• WHAT TO WORK ON: Report the number of lines in the listing below that contain the word "Target", giving only the number.

(Items from a data source)
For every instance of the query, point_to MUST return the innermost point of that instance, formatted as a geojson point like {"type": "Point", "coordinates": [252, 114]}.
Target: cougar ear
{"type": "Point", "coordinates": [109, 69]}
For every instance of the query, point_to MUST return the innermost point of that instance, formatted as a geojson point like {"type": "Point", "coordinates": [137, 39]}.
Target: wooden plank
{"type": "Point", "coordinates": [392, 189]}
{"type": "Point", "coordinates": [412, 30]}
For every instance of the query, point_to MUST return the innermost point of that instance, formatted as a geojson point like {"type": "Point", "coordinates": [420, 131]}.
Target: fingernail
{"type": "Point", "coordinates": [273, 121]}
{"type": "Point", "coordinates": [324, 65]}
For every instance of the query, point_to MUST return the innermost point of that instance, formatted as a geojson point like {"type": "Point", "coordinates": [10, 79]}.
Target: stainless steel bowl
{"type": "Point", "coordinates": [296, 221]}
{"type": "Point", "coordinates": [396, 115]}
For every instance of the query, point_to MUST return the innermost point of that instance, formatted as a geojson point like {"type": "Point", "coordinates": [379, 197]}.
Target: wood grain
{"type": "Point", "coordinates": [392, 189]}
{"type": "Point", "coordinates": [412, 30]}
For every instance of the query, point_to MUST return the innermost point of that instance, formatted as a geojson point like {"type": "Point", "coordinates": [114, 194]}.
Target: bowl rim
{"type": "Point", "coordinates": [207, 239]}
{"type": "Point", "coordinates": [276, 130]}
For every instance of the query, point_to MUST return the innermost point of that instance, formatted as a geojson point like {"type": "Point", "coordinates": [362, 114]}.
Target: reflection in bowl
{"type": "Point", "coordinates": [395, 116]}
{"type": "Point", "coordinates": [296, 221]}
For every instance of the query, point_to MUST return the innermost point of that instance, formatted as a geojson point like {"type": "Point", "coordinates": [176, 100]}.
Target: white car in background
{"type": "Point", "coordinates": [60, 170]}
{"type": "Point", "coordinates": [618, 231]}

• RESULT OF THE TASK: 8